* Task brief: Please report how many lines in the material below contain the string "water". Give only the number.

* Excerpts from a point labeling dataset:
# # # # # # #

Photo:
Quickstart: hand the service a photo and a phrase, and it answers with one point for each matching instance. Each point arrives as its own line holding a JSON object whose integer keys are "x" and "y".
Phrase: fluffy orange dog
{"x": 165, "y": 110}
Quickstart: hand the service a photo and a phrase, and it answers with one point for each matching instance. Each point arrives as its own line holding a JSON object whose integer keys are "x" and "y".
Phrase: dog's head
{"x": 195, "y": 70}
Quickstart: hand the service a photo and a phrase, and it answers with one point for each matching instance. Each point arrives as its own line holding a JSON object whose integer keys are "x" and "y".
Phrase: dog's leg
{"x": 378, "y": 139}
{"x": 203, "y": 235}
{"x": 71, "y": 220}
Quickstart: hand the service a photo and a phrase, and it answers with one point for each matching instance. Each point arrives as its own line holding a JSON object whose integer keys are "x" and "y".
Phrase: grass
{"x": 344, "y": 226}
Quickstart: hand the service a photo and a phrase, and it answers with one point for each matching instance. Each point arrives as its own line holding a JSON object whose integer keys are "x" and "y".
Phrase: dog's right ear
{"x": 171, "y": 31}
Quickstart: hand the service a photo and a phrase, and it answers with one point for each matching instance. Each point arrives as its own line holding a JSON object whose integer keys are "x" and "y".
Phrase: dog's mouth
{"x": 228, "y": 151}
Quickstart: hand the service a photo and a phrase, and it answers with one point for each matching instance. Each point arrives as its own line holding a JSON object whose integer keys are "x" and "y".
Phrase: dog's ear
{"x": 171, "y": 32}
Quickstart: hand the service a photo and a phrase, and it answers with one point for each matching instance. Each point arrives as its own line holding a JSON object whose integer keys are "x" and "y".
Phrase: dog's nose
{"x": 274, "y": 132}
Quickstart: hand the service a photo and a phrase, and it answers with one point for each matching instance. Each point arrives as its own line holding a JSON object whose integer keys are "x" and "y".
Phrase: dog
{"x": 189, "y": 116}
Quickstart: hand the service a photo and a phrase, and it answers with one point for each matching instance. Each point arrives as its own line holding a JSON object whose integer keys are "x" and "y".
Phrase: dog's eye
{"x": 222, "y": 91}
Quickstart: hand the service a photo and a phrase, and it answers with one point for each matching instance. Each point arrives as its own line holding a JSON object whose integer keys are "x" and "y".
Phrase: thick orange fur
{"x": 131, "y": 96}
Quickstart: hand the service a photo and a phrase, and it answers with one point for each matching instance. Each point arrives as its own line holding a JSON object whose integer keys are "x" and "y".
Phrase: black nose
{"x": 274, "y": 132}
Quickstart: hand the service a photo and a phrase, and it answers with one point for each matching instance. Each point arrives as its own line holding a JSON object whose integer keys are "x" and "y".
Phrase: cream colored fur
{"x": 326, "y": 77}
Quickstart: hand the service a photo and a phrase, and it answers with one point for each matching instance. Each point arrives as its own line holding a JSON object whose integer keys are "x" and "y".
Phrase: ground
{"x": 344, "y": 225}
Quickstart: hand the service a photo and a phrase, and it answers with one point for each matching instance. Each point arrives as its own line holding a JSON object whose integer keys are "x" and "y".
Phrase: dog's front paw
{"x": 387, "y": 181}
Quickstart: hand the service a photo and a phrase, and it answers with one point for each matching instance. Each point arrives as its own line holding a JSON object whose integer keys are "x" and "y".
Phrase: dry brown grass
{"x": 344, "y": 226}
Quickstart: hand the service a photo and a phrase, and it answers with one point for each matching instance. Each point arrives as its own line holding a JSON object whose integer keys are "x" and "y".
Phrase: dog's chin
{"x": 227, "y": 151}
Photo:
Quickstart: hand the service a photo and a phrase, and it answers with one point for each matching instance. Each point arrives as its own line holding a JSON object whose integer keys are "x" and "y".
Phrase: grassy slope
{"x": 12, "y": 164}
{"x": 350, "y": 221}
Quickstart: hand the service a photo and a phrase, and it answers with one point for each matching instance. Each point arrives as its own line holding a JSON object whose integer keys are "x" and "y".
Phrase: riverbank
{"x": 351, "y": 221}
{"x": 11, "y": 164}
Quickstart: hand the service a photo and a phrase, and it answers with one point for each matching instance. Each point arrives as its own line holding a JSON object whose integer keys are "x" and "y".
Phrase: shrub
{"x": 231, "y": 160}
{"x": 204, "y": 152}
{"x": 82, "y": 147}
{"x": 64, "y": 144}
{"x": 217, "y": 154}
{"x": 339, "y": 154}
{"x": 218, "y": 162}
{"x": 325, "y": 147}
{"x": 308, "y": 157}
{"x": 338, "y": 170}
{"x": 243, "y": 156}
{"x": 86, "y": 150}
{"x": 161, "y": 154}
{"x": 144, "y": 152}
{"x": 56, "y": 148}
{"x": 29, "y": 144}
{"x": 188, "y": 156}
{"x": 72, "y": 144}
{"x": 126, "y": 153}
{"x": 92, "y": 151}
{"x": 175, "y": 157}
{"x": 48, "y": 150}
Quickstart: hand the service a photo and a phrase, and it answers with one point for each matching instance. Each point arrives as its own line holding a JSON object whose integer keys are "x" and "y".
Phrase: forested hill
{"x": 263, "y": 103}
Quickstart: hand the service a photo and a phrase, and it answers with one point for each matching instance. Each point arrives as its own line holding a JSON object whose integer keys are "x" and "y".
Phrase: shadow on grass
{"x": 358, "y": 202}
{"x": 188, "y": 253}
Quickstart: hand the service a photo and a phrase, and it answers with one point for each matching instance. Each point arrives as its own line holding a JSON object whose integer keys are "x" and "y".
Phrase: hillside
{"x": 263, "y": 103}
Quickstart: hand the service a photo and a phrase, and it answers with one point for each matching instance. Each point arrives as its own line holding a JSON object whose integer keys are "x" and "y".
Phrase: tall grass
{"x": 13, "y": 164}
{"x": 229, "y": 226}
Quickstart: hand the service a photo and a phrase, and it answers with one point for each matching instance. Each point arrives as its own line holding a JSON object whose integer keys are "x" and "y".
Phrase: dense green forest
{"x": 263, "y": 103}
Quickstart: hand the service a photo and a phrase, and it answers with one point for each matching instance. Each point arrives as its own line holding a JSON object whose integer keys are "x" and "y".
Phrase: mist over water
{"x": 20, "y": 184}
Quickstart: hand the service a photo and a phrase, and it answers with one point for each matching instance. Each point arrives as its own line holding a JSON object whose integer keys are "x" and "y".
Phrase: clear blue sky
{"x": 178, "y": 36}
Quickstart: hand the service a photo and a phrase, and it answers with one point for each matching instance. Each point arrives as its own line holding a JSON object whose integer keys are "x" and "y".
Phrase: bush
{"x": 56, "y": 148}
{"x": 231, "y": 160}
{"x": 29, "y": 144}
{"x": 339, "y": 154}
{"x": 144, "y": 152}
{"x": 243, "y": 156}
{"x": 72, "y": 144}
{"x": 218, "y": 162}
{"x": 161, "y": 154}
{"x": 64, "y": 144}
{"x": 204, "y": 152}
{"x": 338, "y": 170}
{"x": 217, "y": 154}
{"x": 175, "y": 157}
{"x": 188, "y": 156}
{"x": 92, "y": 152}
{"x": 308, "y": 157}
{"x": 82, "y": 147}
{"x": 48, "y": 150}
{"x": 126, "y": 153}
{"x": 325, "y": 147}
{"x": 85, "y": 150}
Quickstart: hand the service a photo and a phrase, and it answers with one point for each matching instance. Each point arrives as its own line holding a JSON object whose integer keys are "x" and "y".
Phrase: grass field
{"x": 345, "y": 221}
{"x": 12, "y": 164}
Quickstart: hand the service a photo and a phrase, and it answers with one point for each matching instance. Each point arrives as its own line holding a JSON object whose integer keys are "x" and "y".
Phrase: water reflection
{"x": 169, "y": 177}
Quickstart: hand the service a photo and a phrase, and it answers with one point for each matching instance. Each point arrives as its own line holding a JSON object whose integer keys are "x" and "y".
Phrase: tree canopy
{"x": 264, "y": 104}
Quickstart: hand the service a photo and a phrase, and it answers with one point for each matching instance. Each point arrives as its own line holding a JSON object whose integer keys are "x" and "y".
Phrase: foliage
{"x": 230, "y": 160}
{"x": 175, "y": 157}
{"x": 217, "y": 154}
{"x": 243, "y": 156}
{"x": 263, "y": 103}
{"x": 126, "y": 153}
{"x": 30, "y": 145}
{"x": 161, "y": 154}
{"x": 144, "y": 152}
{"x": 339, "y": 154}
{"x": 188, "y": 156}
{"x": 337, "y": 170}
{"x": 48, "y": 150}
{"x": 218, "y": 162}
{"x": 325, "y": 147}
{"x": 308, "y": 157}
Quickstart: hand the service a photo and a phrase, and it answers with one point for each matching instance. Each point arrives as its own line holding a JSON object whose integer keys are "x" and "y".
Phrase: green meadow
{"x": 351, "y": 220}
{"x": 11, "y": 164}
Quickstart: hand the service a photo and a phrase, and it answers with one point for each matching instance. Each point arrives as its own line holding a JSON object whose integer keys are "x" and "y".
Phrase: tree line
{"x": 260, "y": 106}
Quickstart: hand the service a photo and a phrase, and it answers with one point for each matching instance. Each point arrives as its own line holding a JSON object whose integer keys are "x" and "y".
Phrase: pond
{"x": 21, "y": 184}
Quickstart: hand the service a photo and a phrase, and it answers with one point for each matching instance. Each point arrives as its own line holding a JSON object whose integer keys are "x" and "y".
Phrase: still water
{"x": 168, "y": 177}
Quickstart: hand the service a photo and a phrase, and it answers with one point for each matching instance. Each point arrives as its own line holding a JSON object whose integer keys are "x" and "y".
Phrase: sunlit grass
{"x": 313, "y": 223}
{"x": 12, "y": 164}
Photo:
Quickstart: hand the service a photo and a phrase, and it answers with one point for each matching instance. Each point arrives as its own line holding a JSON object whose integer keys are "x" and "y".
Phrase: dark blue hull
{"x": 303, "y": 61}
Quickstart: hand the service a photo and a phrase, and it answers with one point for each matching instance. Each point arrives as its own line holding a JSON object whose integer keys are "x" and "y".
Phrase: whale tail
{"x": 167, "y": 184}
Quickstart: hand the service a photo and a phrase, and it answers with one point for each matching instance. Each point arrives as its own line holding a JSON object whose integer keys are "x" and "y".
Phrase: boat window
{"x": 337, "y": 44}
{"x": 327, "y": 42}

# # # # # # #

* Output of the exercise: 3